··· DONNÉES DE L'EXERCICE

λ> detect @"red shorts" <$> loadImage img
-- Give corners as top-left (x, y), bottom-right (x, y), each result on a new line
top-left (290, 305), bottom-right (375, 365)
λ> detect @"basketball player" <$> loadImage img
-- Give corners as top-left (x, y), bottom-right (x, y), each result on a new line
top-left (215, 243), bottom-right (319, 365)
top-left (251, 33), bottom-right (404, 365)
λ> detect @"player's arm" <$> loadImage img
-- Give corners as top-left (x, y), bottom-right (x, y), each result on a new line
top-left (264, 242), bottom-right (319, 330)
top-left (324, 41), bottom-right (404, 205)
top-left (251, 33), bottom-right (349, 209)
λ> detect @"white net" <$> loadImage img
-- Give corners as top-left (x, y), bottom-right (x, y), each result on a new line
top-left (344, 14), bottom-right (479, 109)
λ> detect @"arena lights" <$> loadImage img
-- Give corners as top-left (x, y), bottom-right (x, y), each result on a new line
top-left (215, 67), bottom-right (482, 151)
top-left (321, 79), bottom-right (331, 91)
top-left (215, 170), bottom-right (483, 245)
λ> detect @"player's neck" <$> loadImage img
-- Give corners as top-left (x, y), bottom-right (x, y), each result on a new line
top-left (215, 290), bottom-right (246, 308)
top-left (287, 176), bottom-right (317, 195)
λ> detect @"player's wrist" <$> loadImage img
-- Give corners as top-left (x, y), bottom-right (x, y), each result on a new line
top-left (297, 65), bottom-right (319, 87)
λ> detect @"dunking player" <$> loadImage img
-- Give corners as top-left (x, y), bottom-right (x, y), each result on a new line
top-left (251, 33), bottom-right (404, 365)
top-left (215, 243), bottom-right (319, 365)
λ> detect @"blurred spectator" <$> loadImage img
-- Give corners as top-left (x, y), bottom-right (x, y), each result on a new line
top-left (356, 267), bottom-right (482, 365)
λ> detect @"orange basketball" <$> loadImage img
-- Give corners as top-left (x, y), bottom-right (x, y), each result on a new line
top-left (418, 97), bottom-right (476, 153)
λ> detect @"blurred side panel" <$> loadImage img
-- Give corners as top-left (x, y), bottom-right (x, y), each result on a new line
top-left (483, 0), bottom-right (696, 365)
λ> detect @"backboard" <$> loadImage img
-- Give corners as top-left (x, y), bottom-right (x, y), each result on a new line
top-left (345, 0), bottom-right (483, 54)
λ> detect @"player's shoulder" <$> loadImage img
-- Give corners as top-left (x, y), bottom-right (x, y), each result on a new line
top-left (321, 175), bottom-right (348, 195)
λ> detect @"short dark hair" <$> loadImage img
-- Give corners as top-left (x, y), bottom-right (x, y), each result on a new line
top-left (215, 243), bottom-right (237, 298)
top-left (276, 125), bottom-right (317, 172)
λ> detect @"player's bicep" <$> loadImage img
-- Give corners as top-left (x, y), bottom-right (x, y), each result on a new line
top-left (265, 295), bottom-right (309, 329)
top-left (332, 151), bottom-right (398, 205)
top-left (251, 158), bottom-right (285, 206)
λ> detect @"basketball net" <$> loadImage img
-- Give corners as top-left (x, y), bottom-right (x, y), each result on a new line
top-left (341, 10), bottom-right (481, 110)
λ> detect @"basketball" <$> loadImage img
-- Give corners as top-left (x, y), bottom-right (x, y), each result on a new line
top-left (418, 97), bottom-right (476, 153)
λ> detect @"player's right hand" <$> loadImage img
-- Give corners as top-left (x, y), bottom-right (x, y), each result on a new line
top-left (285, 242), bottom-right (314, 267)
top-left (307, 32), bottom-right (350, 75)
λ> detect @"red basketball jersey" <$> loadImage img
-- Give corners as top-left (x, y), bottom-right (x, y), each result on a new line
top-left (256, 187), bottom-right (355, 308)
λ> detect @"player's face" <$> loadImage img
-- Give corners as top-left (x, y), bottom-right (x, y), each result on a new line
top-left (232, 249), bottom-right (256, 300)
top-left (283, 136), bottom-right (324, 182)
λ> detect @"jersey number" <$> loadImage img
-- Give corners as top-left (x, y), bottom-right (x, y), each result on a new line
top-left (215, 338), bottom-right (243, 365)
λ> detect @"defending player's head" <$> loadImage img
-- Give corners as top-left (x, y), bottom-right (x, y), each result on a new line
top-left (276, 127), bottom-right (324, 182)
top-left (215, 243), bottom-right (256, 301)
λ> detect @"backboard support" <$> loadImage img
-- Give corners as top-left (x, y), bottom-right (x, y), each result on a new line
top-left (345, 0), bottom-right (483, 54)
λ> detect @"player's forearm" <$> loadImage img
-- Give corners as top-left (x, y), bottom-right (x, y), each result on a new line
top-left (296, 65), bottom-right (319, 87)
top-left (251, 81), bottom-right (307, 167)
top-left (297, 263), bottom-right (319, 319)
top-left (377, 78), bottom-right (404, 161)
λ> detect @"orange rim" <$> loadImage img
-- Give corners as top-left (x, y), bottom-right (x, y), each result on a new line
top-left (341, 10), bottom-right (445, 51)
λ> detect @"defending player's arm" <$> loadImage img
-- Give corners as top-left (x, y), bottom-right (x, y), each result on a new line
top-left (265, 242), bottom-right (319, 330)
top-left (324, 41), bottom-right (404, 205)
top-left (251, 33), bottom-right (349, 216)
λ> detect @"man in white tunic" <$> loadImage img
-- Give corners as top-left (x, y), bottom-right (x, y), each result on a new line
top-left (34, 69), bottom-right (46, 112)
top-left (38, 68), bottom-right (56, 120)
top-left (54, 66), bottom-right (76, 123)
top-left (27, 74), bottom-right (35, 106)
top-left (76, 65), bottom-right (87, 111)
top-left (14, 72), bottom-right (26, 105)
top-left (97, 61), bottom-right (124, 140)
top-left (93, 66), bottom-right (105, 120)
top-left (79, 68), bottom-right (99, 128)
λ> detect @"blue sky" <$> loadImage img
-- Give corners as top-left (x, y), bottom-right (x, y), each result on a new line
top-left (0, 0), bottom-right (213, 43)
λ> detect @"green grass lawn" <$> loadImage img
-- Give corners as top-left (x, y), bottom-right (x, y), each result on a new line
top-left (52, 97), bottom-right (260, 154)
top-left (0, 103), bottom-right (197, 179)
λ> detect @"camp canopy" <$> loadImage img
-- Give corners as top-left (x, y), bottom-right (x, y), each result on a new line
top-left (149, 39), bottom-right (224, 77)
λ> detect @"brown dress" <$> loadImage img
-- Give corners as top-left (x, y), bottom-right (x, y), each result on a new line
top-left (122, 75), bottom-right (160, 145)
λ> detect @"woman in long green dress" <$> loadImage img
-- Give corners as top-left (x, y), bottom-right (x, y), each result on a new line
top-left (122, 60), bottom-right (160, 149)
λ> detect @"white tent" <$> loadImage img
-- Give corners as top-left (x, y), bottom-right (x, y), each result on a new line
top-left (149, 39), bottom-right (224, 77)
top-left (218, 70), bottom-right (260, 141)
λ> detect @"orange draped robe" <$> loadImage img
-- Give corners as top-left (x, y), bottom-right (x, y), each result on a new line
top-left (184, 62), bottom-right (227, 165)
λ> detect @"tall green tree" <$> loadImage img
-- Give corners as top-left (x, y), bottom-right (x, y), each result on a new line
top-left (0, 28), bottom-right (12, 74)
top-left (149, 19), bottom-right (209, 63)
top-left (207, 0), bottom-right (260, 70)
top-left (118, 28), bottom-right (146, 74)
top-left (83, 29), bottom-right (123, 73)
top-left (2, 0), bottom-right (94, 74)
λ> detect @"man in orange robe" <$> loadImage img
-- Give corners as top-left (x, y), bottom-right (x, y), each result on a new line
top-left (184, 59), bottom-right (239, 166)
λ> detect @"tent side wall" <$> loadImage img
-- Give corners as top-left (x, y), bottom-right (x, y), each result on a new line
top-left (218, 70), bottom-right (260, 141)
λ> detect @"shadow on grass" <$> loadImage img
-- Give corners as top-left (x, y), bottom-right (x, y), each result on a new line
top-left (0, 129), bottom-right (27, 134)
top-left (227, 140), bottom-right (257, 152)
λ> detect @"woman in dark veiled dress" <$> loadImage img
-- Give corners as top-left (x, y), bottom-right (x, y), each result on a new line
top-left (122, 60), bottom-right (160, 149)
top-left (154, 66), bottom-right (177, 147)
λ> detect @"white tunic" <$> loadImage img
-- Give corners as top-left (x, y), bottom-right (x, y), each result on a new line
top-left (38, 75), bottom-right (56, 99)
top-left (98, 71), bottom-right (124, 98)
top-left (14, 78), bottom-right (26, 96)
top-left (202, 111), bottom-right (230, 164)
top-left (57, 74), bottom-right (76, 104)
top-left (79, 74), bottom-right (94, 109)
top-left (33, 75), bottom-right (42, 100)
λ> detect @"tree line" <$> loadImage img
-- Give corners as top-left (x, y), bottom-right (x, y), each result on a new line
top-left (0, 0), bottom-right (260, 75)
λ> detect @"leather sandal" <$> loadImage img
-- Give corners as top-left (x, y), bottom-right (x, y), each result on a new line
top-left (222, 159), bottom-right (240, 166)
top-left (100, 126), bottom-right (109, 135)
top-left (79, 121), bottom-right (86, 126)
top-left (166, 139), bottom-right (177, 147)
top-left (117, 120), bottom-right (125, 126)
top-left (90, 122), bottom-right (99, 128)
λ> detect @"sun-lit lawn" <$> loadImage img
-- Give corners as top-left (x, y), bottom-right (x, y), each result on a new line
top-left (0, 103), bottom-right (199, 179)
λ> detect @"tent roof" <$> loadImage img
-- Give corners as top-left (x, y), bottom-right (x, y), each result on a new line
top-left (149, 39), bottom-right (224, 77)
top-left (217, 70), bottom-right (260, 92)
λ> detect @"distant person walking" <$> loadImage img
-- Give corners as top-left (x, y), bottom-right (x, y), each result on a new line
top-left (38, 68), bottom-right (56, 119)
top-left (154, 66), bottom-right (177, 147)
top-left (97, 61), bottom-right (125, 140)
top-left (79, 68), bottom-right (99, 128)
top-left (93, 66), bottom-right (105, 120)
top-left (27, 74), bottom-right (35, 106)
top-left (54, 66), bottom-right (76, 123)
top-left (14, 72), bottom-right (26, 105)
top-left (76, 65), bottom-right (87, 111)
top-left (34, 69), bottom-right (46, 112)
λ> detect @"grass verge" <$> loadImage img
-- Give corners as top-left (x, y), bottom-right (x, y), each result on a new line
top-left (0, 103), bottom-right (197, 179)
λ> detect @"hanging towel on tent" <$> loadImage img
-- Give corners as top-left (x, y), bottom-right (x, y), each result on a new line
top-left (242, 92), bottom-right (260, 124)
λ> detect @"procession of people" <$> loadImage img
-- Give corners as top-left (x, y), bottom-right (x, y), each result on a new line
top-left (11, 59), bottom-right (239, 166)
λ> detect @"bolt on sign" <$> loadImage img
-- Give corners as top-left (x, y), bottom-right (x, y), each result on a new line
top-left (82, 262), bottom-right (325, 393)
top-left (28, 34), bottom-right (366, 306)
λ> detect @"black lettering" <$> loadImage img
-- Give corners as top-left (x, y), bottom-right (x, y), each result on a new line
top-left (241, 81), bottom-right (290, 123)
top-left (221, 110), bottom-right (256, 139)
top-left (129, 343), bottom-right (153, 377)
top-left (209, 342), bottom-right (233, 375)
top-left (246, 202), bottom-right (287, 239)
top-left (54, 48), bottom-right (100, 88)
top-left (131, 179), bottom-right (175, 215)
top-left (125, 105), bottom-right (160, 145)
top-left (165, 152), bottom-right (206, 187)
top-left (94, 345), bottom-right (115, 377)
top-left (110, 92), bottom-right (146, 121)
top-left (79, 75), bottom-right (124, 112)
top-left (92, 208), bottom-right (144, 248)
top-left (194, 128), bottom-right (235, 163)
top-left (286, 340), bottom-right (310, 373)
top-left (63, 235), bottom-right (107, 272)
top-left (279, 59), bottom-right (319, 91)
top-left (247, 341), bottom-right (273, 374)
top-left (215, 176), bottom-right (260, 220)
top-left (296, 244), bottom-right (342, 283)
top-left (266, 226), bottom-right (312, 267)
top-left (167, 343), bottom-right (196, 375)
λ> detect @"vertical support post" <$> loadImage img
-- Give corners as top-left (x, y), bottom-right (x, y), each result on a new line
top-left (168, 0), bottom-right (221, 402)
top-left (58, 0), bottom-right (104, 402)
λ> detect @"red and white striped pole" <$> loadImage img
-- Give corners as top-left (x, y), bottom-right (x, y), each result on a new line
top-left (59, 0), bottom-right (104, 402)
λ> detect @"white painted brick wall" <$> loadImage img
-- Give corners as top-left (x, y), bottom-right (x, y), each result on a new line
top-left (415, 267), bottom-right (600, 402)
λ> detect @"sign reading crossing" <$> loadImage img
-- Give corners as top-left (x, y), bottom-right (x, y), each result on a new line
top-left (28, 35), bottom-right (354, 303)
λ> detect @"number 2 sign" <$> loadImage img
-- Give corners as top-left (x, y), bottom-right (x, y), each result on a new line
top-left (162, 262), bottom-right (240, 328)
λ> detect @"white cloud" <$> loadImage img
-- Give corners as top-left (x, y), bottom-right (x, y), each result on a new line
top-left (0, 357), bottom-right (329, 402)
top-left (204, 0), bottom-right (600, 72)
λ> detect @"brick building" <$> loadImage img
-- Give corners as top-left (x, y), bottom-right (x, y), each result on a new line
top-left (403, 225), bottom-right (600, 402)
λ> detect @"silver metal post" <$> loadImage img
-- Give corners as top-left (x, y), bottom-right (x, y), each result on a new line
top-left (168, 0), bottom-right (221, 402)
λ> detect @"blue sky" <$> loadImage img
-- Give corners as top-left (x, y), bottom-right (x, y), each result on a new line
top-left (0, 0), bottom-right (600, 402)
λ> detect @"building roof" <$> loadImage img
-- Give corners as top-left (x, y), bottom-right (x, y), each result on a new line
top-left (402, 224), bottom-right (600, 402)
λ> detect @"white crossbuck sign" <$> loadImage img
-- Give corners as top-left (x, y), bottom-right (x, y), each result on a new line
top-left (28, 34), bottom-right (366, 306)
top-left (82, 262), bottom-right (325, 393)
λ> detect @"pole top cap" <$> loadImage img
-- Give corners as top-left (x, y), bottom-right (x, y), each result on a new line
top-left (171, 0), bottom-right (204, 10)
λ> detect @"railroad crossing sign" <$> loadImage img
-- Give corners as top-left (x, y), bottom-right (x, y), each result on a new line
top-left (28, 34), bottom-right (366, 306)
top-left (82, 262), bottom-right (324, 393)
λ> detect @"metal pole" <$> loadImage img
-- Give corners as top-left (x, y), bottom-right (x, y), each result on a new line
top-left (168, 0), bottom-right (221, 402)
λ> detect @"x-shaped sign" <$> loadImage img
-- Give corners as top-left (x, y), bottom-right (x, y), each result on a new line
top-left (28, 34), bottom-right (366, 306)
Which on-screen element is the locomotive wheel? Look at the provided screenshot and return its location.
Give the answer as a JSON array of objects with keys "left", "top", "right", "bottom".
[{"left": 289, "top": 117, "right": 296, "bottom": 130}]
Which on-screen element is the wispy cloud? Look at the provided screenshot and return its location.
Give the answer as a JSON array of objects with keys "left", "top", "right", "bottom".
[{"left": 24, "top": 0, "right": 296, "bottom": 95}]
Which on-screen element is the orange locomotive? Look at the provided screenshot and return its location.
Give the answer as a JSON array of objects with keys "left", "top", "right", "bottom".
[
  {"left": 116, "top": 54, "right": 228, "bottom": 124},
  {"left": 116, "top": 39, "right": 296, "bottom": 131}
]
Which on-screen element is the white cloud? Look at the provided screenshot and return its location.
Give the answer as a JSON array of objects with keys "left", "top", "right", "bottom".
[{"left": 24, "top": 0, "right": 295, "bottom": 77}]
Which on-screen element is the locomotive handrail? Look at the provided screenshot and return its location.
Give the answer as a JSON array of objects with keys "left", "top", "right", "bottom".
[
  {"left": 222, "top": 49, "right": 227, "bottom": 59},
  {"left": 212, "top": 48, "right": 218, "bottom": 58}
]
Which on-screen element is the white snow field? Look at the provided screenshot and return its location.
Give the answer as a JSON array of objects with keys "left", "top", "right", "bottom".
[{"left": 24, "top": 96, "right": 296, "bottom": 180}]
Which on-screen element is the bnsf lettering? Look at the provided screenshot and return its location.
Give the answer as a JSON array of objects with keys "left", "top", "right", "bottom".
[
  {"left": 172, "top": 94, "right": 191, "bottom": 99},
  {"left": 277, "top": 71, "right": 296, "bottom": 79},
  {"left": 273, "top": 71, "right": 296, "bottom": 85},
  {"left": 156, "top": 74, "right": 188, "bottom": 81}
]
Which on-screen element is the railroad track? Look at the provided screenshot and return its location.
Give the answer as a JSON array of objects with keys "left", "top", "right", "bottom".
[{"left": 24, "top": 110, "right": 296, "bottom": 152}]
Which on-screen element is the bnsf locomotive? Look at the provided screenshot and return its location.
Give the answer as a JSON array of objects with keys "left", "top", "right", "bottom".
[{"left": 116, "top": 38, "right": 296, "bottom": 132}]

······

Relevez dans les données ci-dessus chaque ligne où figure la chaîne « crossing », puis recopiez-la. La casse compte.

RÉPONSE COMPLÈTE =>
λ> detect @"sign reading crossing" <$> loadImage img
λ> detect @"railroad crossing sign" <$> loadImage img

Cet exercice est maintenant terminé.